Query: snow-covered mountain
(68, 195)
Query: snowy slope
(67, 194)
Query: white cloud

══════════════════════════════

▶ _TASK DETAILS_:
Write out the complete material a second time, matching it exactly.

▶ _EXERCISE SOLUTION_:
Query: snow-covered mountain
(68, 195)
Query: snowy slope
(67, 194)
Query: white cloud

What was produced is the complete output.